=== Section Start ===

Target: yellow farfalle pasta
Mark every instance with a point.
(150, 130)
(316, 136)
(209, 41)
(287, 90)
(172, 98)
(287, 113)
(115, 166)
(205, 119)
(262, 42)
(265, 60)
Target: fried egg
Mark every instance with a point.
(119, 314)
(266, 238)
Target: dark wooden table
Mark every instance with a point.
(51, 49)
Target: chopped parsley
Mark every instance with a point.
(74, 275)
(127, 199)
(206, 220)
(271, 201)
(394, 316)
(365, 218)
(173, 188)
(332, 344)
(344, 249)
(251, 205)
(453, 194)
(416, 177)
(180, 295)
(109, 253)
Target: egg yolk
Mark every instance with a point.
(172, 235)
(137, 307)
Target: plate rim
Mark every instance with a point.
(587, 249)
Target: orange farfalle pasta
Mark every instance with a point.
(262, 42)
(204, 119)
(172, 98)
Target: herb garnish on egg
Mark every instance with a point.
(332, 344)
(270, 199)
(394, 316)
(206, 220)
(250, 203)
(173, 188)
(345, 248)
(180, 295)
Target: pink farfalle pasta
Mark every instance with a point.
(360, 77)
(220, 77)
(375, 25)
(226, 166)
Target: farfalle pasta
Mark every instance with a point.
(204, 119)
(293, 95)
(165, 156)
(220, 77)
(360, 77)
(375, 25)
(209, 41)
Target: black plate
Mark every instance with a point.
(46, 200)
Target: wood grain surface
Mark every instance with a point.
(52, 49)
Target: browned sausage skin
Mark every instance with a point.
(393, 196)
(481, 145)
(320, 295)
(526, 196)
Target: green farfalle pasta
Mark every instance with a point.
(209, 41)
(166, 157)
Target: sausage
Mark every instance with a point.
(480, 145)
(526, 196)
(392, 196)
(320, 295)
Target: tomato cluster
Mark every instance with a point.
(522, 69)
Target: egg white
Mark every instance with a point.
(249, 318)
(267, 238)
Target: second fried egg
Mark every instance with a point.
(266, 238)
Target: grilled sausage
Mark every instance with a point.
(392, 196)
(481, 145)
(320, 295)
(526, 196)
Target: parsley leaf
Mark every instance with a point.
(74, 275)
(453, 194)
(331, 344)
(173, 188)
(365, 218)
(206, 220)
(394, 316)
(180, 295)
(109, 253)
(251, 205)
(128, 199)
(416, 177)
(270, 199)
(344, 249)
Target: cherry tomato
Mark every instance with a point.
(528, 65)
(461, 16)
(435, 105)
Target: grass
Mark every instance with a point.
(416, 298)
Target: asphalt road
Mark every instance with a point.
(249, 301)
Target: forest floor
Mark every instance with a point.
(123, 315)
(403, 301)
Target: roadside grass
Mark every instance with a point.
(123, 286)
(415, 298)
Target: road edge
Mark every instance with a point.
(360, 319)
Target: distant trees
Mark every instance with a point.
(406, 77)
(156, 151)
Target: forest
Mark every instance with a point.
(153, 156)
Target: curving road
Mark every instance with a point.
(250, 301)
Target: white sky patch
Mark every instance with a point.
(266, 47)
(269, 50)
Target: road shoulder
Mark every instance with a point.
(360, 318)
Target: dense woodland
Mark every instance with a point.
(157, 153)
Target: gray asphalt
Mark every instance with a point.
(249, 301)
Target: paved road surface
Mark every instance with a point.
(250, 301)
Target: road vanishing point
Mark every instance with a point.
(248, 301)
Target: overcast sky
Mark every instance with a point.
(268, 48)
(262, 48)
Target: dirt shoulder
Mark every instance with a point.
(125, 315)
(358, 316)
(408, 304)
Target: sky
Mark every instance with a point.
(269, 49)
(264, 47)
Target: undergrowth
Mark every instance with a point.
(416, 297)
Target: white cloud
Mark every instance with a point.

=== Section End ===

THE PROBLEM – Sift through the material above and copy the lines that contain the word "pasta".

WRITTEN SOLUTION –
Target: yellow farfalle pasta
Target: orange farfalle pasta
Target: pink farfalle pasta
Target: farfalle pasta
Target: green farfalle pasta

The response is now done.